## [AUFGABE]
Setze den Text über die Sibirienreise im Anschluss an seinen letzten Satz fort.

## [DOKUMENTTEXT]
Kreuz und quer durch Sibirien

Vom 14. bis zum 24. September 2017 bereiste Bezirksapostel Wolfgang Nadolny Sibirien. Neben der Feier von Gottesdiensten mit den Gemeinden standen auch Besprechungen mit den verantwortlichen Amtsträgern sowie ein Ausflug auf den Fluss Lena auf dem Programm. Während seiner Reise legte er etwa 15.600 Kilometer mit dem Flugzeug und 1.300 Kilometer mit dem Auto zurück.

Reisebericht

Die Reise begann am Donnerstag, dem 14. September. Vom Flughafen Berlin-Schönefeld ging es mit der Aeroflot zunächst nach Moskau-Sheremetschewo und nach fünfstündiger Wartezeit weiter nach Jakutsk. Dort landete die Boeing 737 nach sechs Stunden Flug am Freitag pünktlich um 11 Uhr, nach Mitteleuropäischer Zeit 4 Uhr morgens. Um 18 Uhr stand der erste Termin dieser Reise auf dem Programm: Begrüßung der Ältesten aus dem Bereich des Apostels Marat Aktschurin und gemeinsames Abendessen. Die Wiedersehensfreude war groß und schnell kam es zu einer angeregten Unterhaltung.

## [EXTRAHIERTES MATERIAL]

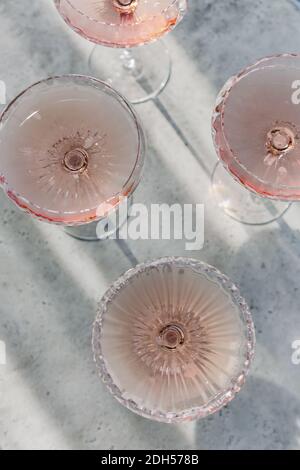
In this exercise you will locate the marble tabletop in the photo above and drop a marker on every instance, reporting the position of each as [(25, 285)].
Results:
[(50, 395)]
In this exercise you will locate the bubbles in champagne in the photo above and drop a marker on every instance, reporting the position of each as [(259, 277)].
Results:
[(173, 339)]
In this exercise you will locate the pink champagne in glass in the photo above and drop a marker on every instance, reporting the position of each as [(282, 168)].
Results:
[(139, 73), (256, 130), (173, 340), (71, 148)]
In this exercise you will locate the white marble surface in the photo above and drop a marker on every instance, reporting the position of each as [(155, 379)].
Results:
[(50, 395)]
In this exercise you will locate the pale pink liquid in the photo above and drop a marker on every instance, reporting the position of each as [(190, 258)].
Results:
[(257, 127), (100, 22), (172, 339), (52, 119)]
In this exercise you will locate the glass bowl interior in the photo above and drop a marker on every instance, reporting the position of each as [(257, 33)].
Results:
[(256, 127), (102, 23), (71, 149), (173, 340)]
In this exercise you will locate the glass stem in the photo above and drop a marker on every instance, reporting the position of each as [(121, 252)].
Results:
[(130, 63)]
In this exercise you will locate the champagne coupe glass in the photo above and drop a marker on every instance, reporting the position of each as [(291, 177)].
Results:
[(173, 340), (139, 73), (256, 131), (72, 149)]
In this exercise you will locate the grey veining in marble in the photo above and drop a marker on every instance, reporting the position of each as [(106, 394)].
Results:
[(50, 396)]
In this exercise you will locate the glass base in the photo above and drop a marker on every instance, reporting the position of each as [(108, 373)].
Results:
[(140, 73), (241, 204)]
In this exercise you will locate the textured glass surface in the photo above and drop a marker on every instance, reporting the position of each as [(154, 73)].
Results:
[(173, 339), (104, 22), (256, 127), (69, 147)]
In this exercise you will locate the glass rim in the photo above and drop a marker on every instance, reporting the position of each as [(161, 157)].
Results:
[(90, 18), (222, 97), (139, 161), (219, 400)]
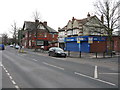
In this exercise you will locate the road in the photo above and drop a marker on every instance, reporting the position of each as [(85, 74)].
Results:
[(30, 70)]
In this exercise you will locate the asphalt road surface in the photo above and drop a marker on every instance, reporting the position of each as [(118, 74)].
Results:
[(30, 70)]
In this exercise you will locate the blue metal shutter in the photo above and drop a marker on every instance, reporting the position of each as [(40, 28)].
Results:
[(72, 46), (85, 47)]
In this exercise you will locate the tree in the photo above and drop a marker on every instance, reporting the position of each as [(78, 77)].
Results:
[(5, 38), (14, 32), (36, 18), (109, 10)]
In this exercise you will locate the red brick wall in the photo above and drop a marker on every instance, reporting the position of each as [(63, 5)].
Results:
[(116, 43), (98, 46)]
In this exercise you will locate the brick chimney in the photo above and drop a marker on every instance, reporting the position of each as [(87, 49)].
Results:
[(36, 20), (45, 23), (88, 16), (102, 18)]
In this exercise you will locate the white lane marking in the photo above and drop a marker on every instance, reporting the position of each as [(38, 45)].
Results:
[(13, 82), (6, 71), (53, 65), (10, 77), (59, 58), (35, 60), (110, 73), (8, 74), (16, 87), (1, 64), (95, 79)]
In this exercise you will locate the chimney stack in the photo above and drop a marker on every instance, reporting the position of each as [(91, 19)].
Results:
[(88, 16), (102, 18), (36, 20), (45, 23)]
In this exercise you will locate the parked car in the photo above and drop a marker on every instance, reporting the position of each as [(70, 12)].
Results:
[(56, 51), (17, 47), (2, 47), (11, 45)]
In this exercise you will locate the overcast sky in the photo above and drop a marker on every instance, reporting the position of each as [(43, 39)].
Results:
[(55, 12)]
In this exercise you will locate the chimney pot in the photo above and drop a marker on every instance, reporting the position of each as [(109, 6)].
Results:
[(45, 23)]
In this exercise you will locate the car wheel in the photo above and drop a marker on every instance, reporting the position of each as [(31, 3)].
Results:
[(49, 54)]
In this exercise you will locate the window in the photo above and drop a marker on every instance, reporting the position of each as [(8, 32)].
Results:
[(45, 34), (75, 31), (53, 36), (70, 32)]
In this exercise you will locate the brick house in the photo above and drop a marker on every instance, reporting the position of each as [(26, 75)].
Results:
[(46, 36)]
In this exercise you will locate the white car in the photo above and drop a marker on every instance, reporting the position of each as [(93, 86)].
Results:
[(17, 47), (11, 45)]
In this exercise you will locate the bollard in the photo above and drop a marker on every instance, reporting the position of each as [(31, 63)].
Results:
[(95, 72), (96, 54), (103, 54)]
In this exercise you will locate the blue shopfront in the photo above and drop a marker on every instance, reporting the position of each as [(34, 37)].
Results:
[(81, 43)]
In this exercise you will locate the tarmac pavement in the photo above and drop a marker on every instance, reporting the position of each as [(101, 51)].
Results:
[(88, 58)]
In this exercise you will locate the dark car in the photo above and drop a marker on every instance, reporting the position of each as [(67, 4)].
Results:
[(2, 47), (56, 51)]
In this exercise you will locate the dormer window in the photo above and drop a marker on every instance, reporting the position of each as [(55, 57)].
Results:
[(70, 32), (75, 31)]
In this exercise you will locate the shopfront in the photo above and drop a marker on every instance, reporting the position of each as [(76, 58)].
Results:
[(82, 43)]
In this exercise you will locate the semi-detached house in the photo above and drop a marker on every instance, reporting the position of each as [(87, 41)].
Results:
[(46, 36), (84, 35)]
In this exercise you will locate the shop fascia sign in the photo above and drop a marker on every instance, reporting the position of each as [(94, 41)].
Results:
[(99, 38), (61, 39), (79, 39), (70, 39)]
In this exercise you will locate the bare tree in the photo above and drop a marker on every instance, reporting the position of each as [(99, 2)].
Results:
[(5, 38), (14, 32), (36, 18), (109, 10)]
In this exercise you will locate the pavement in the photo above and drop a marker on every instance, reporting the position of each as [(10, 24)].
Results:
[(88, 58)]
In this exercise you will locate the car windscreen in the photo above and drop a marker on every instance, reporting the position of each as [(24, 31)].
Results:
[(59, 49)]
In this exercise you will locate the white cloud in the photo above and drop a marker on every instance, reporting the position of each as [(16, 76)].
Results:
[(55, 12)]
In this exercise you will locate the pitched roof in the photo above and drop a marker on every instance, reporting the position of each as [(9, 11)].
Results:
[(31, 26), (84, 20)]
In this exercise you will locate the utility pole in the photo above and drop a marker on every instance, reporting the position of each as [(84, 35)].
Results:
[(36, 31)]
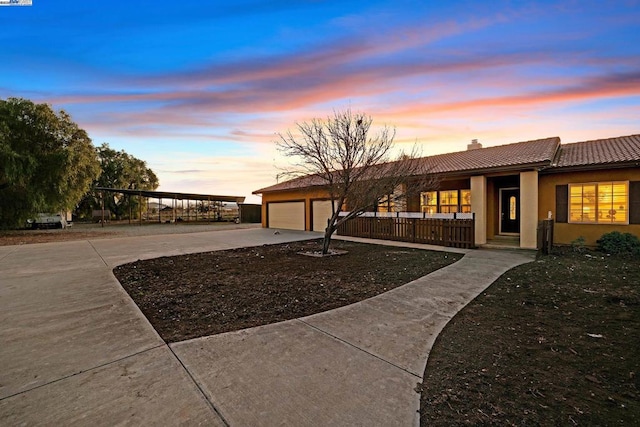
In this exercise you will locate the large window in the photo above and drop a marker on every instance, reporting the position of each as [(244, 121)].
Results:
[(395, 202), (448, 201), (429, 202), (599, 203)]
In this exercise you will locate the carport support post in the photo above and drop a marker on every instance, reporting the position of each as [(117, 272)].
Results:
[(102, 203)]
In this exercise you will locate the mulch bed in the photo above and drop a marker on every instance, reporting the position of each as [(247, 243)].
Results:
[(553, 342), (191, 296)]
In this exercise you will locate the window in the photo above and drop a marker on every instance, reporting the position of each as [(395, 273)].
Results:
[(429, 202), (465, 201), (395, 202), (449, 201), (599, 203)]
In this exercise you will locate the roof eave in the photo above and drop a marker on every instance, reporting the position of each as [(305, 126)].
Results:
[(591, 167)]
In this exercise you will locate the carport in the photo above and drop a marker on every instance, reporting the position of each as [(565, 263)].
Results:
[(208, 207)]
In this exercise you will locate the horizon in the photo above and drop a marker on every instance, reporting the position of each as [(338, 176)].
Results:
[(200, 90)]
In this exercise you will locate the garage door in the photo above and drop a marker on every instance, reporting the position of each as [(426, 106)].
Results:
[(321, 212), (289, 216)]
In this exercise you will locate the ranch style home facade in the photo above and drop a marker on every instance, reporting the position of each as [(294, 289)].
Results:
[(589, 188)]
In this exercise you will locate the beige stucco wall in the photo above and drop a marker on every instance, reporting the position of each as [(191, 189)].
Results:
[(528, 209), (565, 233), (479, 207)]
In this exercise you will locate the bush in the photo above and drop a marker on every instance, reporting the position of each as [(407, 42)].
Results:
[(619, 243), (578, 245)]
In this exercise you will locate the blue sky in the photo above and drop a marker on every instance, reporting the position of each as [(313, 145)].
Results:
[(200, 89)]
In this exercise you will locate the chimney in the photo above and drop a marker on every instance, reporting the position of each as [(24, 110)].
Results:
[(475, 145)]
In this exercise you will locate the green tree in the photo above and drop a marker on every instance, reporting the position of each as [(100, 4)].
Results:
[(119, 170), (47, 162)]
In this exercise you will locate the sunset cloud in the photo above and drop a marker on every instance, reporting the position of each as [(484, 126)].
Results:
[(201, 90)]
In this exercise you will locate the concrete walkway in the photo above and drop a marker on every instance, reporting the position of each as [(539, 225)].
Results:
[(75, 349)]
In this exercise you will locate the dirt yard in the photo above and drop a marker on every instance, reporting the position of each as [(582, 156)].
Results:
[(553, 342), (195, 295)]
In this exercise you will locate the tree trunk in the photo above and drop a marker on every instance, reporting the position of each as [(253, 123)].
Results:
[(327, 239)]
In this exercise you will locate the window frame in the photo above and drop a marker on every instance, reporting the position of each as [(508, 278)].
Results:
[(596, 204)]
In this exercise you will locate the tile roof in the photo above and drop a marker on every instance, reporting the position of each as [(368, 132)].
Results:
[(292, 184), (547, 153), (608, 151), (511, 156)]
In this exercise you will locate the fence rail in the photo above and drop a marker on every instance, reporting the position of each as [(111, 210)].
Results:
[(450, 232)]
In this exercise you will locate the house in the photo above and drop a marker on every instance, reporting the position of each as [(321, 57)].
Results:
[(589, 188)]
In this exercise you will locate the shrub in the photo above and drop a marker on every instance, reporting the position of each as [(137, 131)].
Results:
[(578, 244), (619, 243)]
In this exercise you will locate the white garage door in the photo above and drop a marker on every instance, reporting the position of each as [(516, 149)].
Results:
[(288, 216), (321, 212)]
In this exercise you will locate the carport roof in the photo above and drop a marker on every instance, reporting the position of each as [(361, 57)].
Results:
[(173, 195)]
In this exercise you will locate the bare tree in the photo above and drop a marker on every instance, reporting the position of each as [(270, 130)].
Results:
[(355, 167)]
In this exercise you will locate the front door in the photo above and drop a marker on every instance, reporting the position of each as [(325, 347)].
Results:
[(510, 210)]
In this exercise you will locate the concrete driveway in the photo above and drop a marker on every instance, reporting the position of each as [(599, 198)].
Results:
[(75, 349)]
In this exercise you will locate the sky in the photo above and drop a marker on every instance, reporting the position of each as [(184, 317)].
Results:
[(200, 90)]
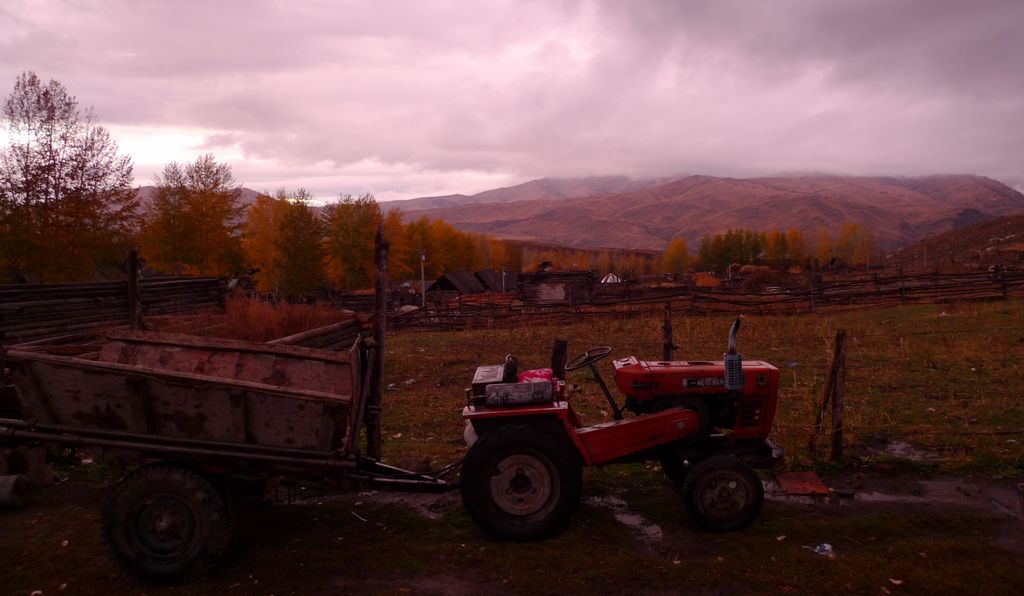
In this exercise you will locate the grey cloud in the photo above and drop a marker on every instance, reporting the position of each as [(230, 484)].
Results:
[(524, 89)]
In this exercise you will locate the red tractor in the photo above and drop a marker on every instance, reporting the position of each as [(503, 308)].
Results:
[(707, 422)]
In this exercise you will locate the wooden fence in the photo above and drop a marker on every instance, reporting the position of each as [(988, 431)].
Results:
[(32, 311), (813, 295)]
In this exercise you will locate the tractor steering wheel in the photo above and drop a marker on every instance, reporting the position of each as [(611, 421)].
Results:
[(588, 357)]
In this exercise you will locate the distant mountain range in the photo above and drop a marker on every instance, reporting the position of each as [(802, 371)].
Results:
[(999, 240), (617, 212), (145, 195)]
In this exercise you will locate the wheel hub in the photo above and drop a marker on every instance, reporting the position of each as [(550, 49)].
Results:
[(165, 525), (521, 484), (725, 495)]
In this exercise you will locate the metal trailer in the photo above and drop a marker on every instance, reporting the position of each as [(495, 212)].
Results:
[(202, 419)]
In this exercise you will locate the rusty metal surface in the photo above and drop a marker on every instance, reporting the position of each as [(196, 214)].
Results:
[(801, 483), (180, 386)]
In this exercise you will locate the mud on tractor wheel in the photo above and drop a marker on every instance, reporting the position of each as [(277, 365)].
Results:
[(166, 523), (723, 494), (521, 482)]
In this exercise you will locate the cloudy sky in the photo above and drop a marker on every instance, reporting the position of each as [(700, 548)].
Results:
[(412, 98)]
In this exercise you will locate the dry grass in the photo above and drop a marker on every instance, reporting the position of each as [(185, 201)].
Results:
[(947, 380), (254, 320)]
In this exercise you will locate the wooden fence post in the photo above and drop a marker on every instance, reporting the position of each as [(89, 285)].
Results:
[(838, 392), (837, 376), (134, 293), (373, 415), (667, 344)]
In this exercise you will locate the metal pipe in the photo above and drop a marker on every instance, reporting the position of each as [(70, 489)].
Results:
[(59, 429), (732, 336), (171, 450), (14, 491)]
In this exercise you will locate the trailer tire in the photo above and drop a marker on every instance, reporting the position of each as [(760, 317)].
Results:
[(166, 523), (723, 494), (521, 482)]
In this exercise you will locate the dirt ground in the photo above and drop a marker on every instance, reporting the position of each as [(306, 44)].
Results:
[(893, 531)]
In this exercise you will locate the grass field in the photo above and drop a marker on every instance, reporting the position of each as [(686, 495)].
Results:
[(941, 385), (934, 394)]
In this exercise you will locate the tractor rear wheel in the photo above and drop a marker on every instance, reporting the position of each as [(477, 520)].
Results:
[(723, 494), (166, 523), (521, 481)]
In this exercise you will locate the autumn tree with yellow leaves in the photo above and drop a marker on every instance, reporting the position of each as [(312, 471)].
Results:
[(194, 223)]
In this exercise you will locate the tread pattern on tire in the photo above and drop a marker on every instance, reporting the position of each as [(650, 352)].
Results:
[(714, 464), (184, 482), (512, 438)]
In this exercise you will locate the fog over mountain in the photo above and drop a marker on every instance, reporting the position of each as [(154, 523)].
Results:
[(407, 99)]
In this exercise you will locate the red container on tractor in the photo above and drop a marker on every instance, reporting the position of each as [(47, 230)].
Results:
[(707, 423)]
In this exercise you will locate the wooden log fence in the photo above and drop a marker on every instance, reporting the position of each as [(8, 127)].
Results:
[(827, 294), (32, 311)]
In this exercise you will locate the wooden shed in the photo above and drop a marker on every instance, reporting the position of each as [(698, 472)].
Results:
[(557, 287)]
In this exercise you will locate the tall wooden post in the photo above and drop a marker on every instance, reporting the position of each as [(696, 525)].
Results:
[(380, 322), (838, 391), (667, 344), (834, 382), (134, 293)]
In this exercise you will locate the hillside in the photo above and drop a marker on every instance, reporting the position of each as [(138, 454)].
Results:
[(145, 195), (898, 210), (998, 241), (542, 188)]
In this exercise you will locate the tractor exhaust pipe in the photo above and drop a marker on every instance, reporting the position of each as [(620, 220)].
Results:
[(733, 363), (732, 337)]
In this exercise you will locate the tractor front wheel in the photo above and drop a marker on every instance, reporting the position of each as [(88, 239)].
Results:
[(723, 494), (521, 482)]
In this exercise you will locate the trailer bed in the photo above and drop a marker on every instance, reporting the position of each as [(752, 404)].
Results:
[(168, 386)]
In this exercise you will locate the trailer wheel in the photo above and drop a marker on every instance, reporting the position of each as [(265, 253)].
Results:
[(521, 482), (723, 494), (166, 523)]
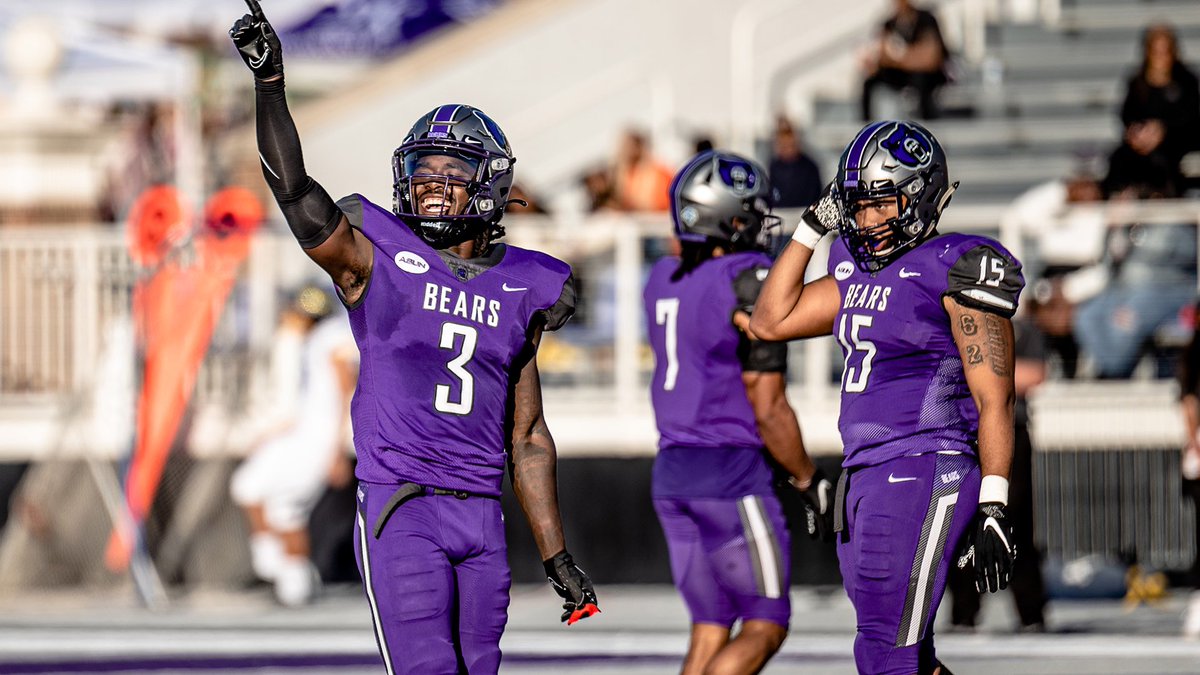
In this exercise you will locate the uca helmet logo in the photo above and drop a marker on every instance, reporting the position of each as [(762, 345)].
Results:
[(909, 147), (737, 175)]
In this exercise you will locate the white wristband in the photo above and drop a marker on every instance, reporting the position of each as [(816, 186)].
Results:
[(994, 489), (805, 236)]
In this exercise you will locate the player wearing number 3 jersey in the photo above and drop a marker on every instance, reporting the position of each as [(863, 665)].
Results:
[(448, 323), (927, 393)]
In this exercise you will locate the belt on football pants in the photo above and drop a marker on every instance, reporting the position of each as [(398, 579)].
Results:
[(411, 491)]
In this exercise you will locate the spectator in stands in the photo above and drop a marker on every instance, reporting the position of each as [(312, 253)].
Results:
[(1063, 221), (281, 482), (599, 191), (910, 54), (1164, 95), (1029, 587), (640, 181), (793, 173), (1189, 402), (1143, 166), (1151, 272)]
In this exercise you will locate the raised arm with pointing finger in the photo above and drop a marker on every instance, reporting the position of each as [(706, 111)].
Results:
[(449, 396)]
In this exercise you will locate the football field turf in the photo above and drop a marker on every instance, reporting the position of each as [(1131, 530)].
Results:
[(642, 631)]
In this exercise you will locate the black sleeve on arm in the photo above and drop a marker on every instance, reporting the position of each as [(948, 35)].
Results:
[(563, 309), (310, 210), (987, 280), (756, 356)]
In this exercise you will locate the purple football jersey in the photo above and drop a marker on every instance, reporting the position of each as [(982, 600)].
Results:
[(903, 389), (437, 352), (709, 442)]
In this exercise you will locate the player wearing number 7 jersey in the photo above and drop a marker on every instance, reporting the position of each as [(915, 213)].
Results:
[(448, 323), (927, 394), (720, 408)]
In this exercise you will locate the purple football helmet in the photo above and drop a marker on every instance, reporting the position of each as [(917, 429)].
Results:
[(892, 160), (712, 191), (483, 166)]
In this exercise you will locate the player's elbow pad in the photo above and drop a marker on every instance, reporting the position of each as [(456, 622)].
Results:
[(311, 214)]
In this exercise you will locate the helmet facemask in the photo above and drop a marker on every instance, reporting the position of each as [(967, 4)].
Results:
[(724, 199), (877, 245)]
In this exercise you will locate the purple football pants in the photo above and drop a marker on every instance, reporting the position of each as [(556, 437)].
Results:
[(730, 557), (437, 580), (905, 519)]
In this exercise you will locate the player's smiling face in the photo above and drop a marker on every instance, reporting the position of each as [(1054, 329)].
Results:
[(871, 216), (439, 185)]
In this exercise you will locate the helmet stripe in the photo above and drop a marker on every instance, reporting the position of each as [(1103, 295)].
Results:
[(443, 114), (677, 184), (855, 155)]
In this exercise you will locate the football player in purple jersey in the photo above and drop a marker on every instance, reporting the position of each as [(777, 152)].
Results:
[(927, 393), (721, 410), (448, 324)]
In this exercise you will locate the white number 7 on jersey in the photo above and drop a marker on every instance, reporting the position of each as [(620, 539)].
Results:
[(666, 312)]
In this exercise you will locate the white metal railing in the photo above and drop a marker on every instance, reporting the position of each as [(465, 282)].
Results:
[(60, 290)]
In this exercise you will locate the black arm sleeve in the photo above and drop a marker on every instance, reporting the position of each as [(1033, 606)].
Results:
[(563, 309), (310, 210), (987, 280), (756, 356)]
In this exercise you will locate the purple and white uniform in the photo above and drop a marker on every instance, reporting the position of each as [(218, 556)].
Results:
[(712, 484), (439, 341), (909, 425)]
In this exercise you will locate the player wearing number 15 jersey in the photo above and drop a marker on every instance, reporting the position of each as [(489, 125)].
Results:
[(448, 324), (927, 393), (720, 408)]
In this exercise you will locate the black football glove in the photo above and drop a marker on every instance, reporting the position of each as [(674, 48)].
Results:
[(573, 585), (819, 499), (823, 215), (257, 42), (989, 543)]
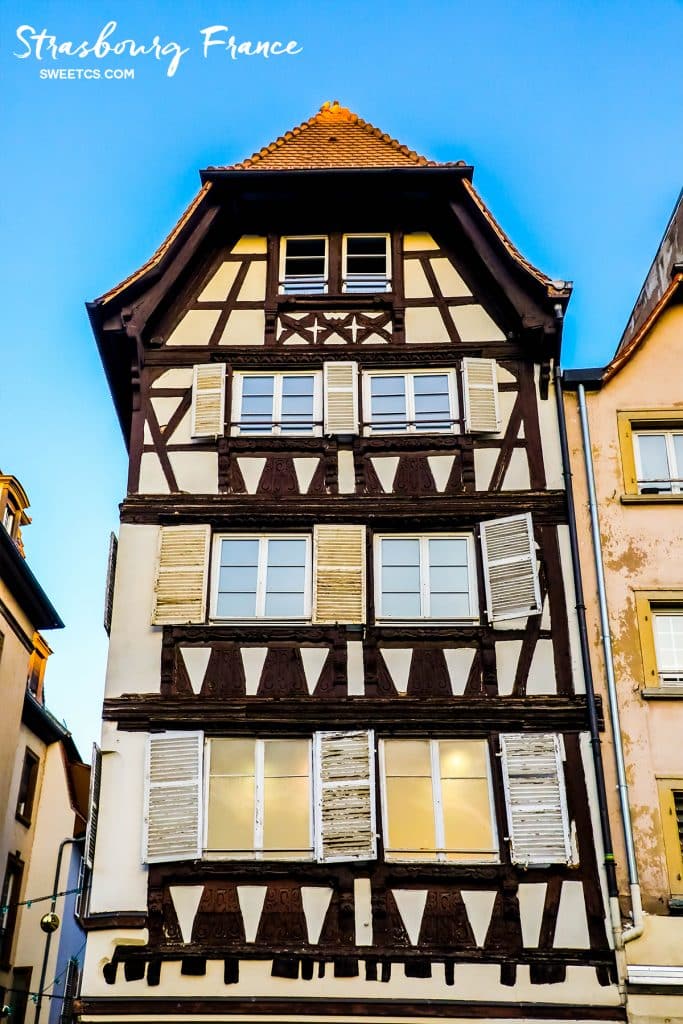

## [ANTWORT ZUR AUFGABE]
Der nächste Tag, es war Samstag, begann nach dem Frühstück mit einer Arbeitssitzung in einem Besprechungsraum des Hotels. Nach einigen geistlichen Gedanken zur Stärkung und Ausrichtung der Brüder berichtete jeder Ältester von seinem Bereich. Die Anforderungen sind ganz andere, als wir sie in Europa haben. Da sind zunächst einmal die weiten Wege in die Gemeinden. Will der Älteste, der Bischof oder der Apostel eine Gemeinde besuchen, so geht das nur per Flugzeug. Manchmal müssen sie dazu sogar erst nach Moskau fliegen, um dann mit einem weiteren Flug das gewünschte Ziel zu erreichen. Bei diesen Entfernungen sind die örtlichen Brüder oft auf sich allein gestellt. Ein Vorsteheraustausch oder mal schnell einen Priester aus der Nachgemeinde schicken, damit der Vorsteher nicht alleine den Gottesdienst halten muss - undenkbar.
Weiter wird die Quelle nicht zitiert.